## begin SOURCE EXCERPT

Re: [PATCH 1/2] rcu/tree: Add a warning if CPU being onlined did not report QS already

From: Paul E. McKenney
Date: Fri Oct 02 2020 - 00:40:14 EST


On Tue, Sep 29, 2020 at 03:29:27PM -0400, Joel Fernandes (Google) wrote:
> Currently, rcu_cpu_starting() checks to see if the RCU core expects a
> quiescent state from the incoming CPU. However, the current interaction
> between RCU quiescent-state reporting and CPU-hotplug operations should
> mean that the incoming CPU never needs to report a quiescent state.
> First, the outgoing CPU reports a quiescent state if needed. Second,
> the race where the CPU is leaving just as RCU is initializing a new
> grace period is handled by an explicit check for this condition. Third,
> the CPU's leaf rcu_node structure's ->lock serializes these checks.
>
> This means that if rcu_cpu_starting() ever feels the need to report
> a quiescent state, then there is a bug somewhere in the CPU hotplug
> code or the RCU grace-period handling code. This commit therefore
> adds a WARN_ON_ONCE() to bring that bug to everyone's attention.
>
> Cc: Paul E. McKenney <paulmck@xxxxxxxxxx>
> Cc: Neeraj Upadhyay <neeraju@xxxxxxxxxxxxxx>
> Suggested-by: Paul E. McKenney <paulmck@xxxxxxxxxx>
> Signed-off-by: Joel Fernandes (Google) <joel@xxxxxxxxxxxxxxxxx>

Queued for testing and further review, thank you!

Thanx, Paul

> ---
> kernel/rcu/tree.c | 4 +++-
> 1 file changed, 3 insertions(+), 1 deletion(-)
>
> diff --git a/kernel/rcu/tree.c b/kernel/rcu/tree.c
> index 55d3700dd1e7..5efe0a98ea45 100644
> --- a/kernel/rcu/tree.c
> +++ b/kernel/rcu/tree.c
> @@ -4119,7 +4119,9 @@ void rcu_cpu_starting(unsigned int cpu)
> rcu_gpnum_ovf(rnp, rdp); /* Offline-induced counter wrap? */
> rdp->rcu_onl_gp_seq = READ_ONCE(rcu_state.gp_seq);
> rdp->rcu_onl_gp_flags = READ_ONCE(rcu_state.gp_flags);
> - if (rnp->qsmask & mask) { /* RCU waiting on incoming CPU? */
> +
> + /* An incoming CPU should never be blocking a grace period. */
> + if (WARN_ON_ONCE(rnp->qsmask & mask)) { /* RCU waiting on incoming CPU? */
> rcu_disable_urgency_upon_qs(rdp);
> /* Report QS -after- changing ->qsmaskinitnext! */
> rcu_report_qs_rnp(mask, rnp, rnp->gp_seq, flags);
> --
> 2.28.0.709.gb0816b6eb0-goog
>

## end SOURCE EXCERPT
## begin PROVIDED MATERIAL

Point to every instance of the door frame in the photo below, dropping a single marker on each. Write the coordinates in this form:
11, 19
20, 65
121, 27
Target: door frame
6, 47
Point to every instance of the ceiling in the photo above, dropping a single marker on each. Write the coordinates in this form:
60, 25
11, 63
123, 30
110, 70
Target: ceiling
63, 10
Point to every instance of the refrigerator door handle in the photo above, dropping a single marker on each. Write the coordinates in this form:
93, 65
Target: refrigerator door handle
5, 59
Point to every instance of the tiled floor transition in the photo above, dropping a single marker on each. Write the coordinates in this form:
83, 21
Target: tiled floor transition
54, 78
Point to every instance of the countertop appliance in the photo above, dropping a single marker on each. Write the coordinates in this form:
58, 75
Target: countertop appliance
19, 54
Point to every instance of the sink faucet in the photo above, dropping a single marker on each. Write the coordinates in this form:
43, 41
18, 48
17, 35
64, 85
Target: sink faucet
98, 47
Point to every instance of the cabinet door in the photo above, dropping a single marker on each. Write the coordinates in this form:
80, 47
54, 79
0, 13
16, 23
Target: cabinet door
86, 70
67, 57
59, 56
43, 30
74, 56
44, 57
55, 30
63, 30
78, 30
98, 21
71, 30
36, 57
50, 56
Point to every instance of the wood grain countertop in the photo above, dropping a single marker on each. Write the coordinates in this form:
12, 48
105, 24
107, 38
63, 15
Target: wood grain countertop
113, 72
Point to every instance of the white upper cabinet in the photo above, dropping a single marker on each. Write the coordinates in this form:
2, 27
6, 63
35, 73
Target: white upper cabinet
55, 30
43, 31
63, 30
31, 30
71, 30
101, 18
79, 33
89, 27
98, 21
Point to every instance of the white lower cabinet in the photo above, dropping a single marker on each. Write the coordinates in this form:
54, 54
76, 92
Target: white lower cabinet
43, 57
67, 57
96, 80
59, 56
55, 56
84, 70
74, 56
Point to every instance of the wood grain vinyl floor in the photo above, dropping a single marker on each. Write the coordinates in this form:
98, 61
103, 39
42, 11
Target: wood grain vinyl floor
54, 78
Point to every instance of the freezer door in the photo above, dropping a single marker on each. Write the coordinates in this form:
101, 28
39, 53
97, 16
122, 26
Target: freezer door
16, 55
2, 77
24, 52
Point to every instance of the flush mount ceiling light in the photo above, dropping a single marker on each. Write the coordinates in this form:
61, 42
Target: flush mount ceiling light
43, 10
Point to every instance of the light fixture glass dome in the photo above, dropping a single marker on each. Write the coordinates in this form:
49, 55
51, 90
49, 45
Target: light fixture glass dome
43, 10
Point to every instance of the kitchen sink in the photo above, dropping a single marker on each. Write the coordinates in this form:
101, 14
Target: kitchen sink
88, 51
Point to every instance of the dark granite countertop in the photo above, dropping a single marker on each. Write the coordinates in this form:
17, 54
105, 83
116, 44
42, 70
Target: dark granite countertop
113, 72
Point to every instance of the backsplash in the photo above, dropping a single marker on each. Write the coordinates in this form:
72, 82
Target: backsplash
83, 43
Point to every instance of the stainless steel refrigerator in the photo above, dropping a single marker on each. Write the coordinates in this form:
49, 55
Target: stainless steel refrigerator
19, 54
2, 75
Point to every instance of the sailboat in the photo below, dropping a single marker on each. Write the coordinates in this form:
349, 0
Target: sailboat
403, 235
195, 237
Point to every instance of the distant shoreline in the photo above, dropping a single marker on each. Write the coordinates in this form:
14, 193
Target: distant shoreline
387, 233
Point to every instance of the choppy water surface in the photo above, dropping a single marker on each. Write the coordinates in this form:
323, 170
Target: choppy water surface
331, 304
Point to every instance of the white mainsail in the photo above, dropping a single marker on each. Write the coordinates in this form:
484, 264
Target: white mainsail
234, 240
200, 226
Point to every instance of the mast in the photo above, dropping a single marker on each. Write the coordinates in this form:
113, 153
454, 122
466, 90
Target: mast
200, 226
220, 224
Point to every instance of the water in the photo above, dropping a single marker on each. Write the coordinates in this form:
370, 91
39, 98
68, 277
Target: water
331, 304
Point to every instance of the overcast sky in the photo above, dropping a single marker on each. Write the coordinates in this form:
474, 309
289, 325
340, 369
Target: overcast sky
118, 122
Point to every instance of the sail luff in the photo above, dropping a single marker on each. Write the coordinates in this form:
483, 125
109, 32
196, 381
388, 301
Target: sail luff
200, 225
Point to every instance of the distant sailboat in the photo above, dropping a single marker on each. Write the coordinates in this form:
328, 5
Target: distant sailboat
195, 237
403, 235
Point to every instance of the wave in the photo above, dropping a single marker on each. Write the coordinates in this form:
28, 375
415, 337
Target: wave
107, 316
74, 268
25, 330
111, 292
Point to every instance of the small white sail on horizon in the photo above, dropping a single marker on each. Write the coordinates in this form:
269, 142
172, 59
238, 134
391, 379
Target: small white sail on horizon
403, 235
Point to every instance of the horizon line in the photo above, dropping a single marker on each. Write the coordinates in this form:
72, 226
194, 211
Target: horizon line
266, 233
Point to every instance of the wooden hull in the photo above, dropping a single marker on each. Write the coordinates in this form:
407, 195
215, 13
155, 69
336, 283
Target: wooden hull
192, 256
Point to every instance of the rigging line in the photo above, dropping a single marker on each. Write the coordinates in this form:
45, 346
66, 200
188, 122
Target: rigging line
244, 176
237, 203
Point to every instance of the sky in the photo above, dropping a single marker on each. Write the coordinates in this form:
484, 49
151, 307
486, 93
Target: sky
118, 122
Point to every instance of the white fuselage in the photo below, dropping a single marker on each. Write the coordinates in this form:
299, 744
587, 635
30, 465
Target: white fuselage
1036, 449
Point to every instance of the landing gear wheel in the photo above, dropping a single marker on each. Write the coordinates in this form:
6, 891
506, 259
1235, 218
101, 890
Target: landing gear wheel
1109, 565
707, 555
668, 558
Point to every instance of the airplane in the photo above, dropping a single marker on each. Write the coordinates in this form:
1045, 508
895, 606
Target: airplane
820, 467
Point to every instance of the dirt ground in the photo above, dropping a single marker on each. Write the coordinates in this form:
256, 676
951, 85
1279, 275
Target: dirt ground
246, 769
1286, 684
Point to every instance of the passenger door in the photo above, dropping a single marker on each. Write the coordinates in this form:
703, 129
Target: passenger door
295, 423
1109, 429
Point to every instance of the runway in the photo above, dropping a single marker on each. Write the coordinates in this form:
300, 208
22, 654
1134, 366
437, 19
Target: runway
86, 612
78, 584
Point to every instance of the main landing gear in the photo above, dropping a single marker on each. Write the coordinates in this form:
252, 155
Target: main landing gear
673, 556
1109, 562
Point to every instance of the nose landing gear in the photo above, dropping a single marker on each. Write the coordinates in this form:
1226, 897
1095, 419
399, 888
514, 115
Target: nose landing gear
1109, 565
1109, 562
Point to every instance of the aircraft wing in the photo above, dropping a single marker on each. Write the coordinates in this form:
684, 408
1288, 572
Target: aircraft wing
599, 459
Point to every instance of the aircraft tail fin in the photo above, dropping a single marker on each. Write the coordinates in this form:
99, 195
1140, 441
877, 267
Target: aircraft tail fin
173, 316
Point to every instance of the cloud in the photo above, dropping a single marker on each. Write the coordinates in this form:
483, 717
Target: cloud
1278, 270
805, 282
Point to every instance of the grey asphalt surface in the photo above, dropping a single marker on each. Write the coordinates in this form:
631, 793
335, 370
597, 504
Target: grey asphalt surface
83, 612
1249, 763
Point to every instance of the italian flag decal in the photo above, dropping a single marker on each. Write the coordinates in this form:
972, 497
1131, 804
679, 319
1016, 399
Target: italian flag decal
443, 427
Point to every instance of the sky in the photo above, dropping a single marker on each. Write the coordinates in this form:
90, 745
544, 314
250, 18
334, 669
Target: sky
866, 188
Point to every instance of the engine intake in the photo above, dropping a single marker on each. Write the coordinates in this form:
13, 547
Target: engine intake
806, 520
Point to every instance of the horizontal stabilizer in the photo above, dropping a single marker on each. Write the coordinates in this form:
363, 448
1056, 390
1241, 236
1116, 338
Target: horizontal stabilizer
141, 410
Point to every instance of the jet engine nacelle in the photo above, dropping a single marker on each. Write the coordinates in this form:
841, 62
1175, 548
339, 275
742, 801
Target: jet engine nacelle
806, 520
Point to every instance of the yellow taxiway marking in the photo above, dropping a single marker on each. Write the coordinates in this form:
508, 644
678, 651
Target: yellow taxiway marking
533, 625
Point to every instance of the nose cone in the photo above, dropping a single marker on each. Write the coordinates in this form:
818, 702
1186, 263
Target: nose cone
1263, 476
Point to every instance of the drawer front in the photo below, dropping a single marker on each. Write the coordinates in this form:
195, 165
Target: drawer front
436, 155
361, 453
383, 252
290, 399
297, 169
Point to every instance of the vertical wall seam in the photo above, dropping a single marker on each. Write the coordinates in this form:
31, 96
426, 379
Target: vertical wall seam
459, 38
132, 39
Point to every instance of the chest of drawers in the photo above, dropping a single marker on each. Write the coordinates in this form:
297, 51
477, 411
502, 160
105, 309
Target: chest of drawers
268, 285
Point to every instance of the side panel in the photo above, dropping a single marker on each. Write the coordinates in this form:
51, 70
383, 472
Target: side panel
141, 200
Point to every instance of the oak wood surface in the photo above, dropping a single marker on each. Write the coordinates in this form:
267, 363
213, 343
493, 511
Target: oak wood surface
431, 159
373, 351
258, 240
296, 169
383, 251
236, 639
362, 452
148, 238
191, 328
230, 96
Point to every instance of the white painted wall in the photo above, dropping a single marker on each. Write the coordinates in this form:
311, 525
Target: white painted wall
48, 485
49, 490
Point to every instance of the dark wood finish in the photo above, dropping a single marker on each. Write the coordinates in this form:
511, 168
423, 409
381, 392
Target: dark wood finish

## end PROVIDED MATERIAL

TASKS TO COMPLETE →
(a) Reproduce the passage of the RCU patch reply starting with "Re: [PATCH 1/2]" and going on through "a quiescent state.".
(b) List every line in the records that contains the string "flag".

ANSWERS PROVIDED →
(a)
Re: [PATCH 1/2] rcu/tree: Add a warning if CPU being onlined did not report QS already

From: Paul E. McKenney
Date: Fri Oct 02 2020 - 00:40:14 EST


On Tue, Sep 29, 2020 at 03:29:27PM -0400, Joel Fernandes (Google) wrote:
> Currently, rcu_cpu_starting() checks to see if the RCU core expects a
> quiescent state from the incoming CPU. However, the current interaction
> between RCU quiescent-state reporting and CPU-hotplug operations should
> mean that the incoming CPU never needs to report a quiescent state.

(b)
Point to every instance of the italian flag decal in the photo above, dropping a single marker on each. Write the coordinates in this form:
Target: italian flag decal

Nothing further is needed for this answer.